WORK REQUIRED:
Please rewrite the part of the records that opens with the line containing "Isolate the green hill." and closes with the line containing "[0, 203, 1290, 540]", requests included. Scale every coordinate in the answers by 2.15 and round to whole numbers, halves up, but leave the numbers in the requests and their format samples unchanged.

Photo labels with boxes
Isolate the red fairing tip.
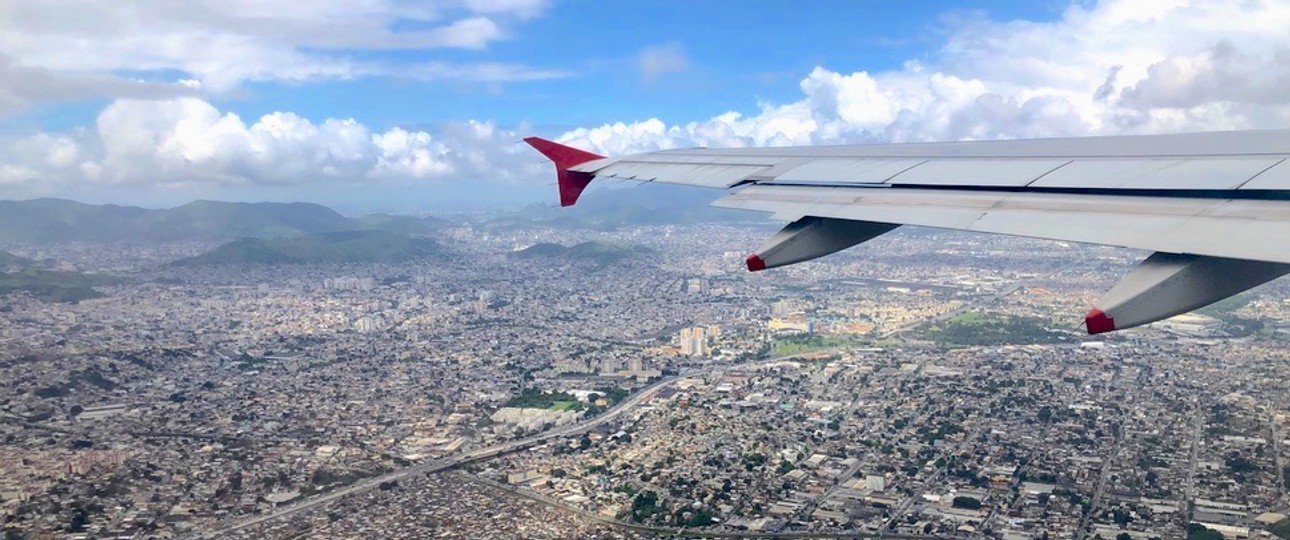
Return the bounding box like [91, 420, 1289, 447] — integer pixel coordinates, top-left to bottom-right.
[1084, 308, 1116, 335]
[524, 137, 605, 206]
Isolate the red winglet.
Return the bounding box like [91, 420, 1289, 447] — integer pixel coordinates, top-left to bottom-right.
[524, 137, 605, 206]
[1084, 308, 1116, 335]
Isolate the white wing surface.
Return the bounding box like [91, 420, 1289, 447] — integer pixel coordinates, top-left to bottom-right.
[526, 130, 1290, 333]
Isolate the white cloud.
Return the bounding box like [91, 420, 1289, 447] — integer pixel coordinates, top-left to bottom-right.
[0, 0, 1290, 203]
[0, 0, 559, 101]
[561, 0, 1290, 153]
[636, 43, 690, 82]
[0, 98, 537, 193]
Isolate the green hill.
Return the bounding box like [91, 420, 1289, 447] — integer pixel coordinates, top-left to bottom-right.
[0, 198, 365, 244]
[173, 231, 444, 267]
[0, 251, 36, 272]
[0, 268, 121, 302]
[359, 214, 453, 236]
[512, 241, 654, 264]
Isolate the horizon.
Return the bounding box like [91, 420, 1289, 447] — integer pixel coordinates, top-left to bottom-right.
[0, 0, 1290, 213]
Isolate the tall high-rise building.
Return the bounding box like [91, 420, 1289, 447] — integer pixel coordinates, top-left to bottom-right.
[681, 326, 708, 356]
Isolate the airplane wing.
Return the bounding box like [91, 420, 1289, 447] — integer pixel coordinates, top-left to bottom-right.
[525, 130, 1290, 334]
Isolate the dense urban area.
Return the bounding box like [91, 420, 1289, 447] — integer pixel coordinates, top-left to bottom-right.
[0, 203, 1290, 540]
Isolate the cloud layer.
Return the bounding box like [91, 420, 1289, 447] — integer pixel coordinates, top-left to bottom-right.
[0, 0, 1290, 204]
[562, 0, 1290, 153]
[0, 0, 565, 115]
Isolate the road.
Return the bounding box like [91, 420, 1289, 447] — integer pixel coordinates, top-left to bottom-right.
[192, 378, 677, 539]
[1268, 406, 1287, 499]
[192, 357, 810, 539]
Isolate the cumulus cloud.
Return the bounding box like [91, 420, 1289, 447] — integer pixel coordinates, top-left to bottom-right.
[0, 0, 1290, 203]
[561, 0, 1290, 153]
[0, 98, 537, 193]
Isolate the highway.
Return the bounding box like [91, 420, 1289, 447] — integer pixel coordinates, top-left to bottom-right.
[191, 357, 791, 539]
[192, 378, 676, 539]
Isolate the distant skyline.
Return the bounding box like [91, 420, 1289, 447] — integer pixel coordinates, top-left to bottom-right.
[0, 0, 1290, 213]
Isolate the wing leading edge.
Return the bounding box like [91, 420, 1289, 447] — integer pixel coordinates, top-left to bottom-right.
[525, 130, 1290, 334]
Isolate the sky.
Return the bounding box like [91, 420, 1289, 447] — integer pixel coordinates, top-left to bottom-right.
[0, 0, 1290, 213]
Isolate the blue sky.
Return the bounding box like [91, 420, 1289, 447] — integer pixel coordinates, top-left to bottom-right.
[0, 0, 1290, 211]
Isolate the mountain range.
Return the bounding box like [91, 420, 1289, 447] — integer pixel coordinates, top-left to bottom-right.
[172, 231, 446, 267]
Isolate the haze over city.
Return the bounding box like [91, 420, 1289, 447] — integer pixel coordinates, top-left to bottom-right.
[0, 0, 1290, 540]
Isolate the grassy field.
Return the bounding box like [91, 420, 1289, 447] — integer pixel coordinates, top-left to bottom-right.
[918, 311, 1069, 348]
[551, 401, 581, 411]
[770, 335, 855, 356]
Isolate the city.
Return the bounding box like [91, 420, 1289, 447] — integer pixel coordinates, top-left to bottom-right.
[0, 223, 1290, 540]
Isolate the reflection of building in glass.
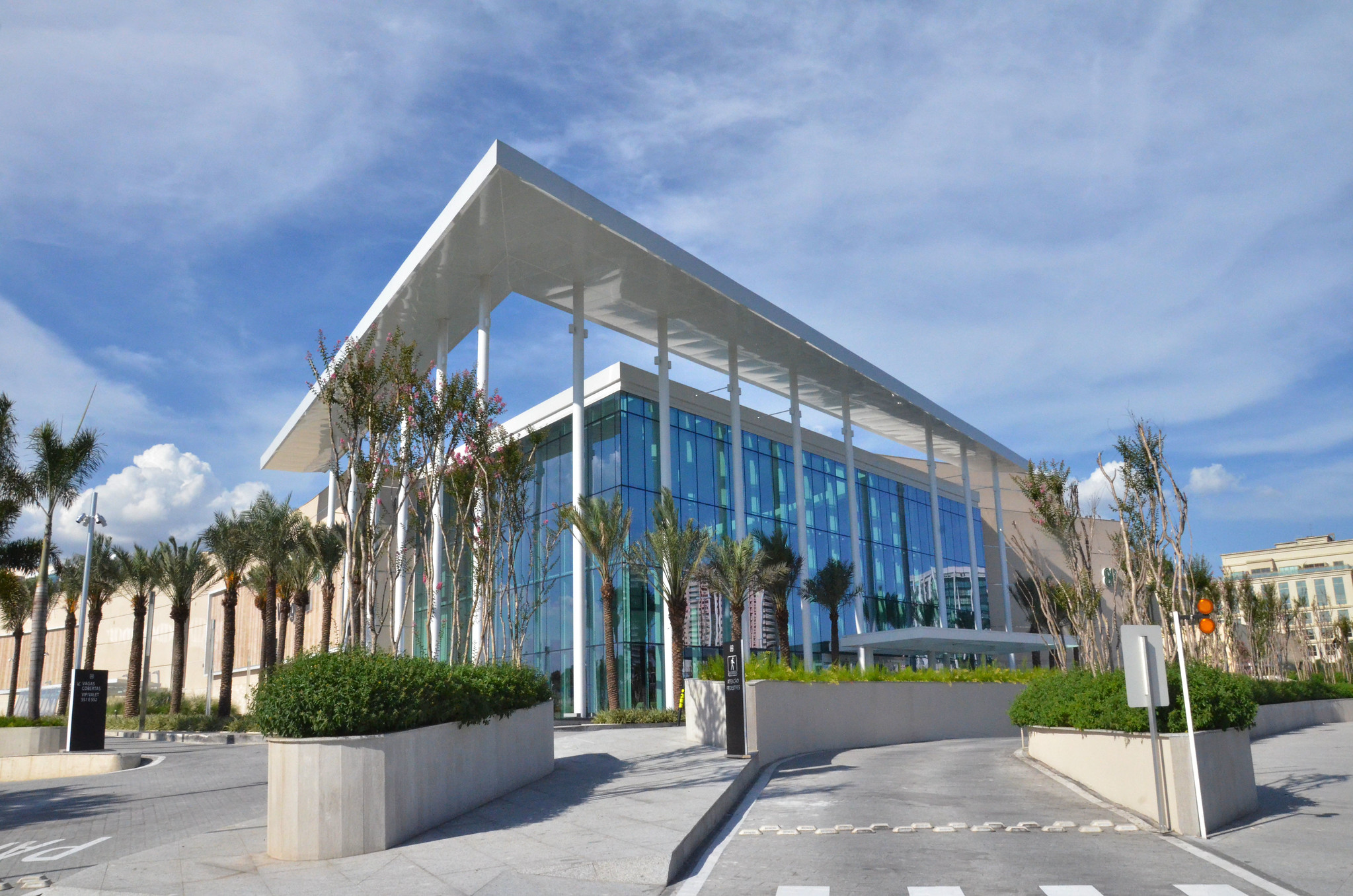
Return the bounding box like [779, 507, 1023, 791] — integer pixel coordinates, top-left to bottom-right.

THE RESULT:
Isolate the green hill.
Return the bounding box like [91, 420, 1289, 447] — integer pixel coordinates, top-left to bottom-right.
[0, 426, 785, 525]
[372, 497, 955, 574]
[0, 540, 77, 585]
[0, 576, 260, 649]
[772, 460, 974, 507]
[1101, 518, 1406, 568]
Isolate the horizon.
Return the bounding box like [91, 420, 1289, 447] — integer pixel coordinates, top-left to bottom-right.
[0, 0, 2774, 458]
Isolate the tall high-rise building.
Return the bounding box like [91, 420, 1289, 447] — integer pixel coordinates, top-left to bottom-right.
[1464, 701, 1522, 765]
Isolate the airplane wing.
Return the bounding box like [91, 420, 1289, 447] — integer pixel coordinates, top-left to bottom-right.
[1129, 280, 2774, 718]
Isolate the dense urban area.
Return the bounding box like [91, 420, 1289, 447] — integer pixel coordinates, top-left to bottom-right.
[0, 436, 2774, 1161]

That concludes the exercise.